_Görev Tanımı_: Aşağıdaki Seyahatname alıntıları metninde "Seyahatname" sözleriyle başlayıp "şiddetli kış ülkesidir." sözlerine kadar süren bölümü harfi harfine yazıya geçirin.

_Alıntılanan Metin_:
= = = = =
Seyahatname
Kitabında Geçen Alıntılar
Tür kültür tarihi ve gezi edebiyatı
açısından önemli bir yere sahiptir
Kitapta geçen alıntılar şunlardır:
“Hz. Adem' in yeryüzüne inişinden
sonra ilk defa tarihi olayları kaydeden İdris Aleyhisselamdır.”
“Erzurum şiddetli kış ülkesidir.
"Arazisi geniş, fiyatları ucuz" dedikleri yer burasıdır. Toprağı
bereketlidir.”
"Şefaat yâ Resûlallah"
diyecek yerde "Seyahat yâ Resûl- allah" demişiz. Kutlu zât, yüzündeki
örtülerini açtıktan sonra güzel yüzünü gösterip gülümseyerek; "Şefaatim,
seyahatim ve ziyaretim. Allah'ım ona (bu yolda) sıhhat ve selâmet ver"
= = = = =
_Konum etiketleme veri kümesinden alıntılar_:
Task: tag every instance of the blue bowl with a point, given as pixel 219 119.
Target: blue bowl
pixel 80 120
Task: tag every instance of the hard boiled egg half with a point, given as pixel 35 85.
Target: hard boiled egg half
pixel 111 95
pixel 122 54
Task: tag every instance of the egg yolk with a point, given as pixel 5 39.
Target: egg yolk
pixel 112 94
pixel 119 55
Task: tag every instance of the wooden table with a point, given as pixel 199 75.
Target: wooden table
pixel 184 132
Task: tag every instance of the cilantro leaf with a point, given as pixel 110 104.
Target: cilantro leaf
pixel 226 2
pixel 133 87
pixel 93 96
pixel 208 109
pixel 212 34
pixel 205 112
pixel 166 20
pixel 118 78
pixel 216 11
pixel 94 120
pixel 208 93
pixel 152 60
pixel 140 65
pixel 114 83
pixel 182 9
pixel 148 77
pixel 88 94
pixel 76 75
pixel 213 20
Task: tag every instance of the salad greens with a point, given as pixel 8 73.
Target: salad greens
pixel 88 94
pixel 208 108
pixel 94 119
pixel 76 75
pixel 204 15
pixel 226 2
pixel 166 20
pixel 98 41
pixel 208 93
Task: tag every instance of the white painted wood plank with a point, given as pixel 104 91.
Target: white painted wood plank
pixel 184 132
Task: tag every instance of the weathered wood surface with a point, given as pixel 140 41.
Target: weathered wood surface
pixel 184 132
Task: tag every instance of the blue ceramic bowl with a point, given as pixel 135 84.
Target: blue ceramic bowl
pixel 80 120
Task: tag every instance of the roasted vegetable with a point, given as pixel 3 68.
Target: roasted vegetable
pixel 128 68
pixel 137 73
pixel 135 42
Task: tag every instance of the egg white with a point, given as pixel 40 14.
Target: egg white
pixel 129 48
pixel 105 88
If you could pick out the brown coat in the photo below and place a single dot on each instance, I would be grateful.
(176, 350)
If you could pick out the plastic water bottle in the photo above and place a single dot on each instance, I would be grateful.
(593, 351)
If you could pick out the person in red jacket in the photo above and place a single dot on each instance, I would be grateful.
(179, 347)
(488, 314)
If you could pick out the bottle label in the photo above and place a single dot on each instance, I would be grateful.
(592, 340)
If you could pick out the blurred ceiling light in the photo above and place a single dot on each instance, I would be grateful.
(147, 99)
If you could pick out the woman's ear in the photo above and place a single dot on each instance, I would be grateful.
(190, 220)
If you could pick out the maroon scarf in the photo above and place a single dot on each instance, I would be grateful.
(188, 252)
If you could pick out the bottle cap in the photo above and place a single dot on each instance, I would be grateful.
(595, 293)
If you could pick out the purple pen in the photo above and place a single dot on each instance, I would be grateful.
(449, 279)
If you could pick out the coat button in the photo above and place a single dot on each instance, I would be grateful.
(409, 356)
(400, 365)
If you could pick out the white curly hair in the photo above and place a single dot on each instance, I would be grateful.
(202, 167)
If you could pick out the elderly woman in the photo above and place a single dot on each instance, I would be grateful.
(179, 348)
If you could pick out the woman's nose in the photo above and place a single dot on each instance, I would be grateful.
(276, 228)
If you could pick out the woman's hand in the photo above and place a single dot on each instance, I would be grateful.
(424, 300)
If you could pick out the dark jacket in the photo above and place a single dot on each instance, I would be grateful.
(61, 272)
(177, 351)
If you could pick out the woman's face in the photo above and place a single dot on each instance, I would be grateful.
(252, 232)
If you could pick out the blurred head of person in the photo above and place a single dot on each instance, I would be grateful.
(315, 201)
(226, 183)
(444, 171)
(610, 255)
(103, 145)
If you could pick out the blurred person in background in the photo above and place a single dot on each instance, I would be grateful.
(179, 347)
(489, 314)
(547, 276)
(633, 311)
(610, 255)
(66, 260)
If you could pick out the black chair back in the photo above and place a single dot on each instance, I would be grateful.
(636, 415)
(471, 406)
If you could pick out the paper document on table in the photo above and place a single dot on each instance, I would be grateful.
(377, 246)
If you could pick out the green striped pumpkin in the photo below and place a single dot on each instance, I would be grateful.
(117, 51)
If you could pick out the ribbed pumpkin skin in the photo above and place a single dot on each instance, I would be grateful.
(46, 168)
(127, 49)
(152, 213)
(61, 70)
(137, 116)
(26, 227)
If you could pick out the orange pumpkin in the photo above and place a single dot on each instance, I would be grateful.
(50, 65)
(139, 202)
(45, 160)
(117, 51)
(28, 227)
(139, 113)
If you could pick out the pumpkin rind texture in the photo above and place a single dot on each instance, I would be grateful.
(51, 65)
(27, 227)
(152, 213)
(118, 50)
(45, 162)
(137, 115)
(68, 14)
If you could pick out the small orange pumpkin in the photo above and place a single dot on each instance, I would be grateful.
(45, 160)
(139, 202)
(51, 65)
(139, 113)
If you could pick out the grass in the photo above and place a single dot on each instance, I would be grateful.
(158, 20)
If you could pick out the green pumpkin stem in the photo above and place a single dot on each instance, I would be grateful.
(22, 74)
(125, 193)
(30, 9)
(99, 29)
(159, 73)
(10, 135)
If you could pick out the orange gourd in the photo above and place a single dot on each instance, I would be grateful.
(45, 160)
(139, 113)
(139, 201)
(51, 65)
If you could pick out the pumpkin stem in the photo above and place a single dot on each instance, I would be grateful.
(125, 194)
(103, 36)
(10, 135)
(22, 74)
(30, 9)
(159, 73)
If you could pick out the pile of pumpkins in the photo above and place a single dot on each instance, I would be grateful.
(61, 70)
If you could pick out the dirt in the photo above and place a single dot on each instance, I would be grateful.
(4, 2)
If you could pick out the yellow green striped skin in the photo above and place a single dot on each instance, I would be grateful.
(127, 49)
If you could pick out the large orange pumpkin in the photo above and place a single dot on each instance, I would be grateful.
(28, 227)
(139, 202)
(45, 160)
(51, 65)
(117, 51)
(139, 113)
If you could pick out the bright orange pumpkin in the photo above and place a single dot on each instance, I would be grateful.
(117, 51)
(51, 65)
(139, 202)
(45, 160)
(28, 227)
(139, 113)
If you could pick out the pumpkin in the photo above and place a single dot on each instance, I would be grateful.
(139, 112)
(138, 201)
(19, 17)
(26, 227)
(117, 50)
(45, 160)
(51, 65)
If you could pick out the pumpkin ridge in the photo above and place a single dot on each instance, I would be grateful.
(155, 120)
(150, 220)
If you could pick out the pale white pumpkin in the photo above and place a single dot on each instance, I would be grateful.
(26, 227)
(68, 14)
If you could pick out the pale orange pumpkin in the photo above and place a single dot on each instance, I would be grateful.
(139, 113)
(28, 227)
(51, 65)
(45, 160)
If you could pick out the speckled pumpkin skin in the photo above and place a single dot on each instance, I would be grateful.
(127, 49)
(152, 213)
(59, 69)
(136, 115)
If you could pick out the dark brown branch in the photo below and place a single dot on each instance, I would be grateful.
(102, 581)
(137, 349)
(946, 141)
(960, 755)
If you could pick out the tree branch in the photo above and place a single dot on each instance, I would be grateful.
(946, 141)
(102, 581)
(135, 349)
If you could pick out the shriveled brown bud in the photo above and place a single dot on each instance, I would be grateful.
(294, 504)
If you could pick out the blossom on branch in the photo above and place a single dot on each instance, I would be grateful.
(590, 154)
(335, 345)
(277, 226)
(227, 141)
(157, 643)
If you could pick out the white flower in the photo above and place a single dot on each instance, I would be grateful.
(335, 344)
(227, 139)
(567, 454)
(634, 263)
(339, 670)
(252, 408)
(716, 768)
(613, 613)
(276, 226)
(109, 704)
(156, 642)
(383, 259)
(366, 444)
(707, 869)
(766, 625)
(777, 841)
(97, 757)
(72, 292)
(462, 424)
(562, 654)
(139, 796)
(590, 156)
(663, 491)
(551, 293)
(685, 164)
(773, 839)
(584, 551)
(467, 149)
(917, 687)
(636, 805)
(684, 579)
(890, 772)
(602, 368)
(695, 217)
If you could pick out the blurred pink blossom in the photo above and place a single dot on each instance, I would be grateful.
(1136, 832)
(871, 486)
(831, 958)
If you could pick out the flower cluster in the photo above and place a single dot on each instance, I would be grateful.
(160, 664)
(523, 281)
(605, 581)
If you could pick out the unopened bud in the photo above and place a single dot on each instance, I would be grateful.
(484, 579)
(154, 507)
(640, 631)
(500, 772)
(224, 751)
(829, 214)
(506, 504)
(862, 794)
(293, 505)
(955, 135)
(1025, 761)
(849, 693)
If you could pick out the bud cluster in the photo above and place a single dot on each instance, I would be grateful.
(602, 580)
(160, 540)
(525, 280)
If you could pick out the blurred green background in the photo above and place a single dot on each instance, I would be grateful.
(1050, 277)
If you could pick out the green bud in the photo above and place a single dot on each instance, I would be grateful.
= = = = =
_Sorunun Çözümü_:
Seyahatname
Kitabında Geçen Alıntılar
Tür kültür tarihi ve gezi edebiyatı
açısından önemli bir yere sahiptir
Kitapta geçen alıntılar şunlardır:
“Hz. Adem' in yeryüzüne inişinden
sonra ilk defa tarihi olayları kaydeden İdris Aleyhisselamdır.”
“Erzurum şiddetli kış ülkesidir.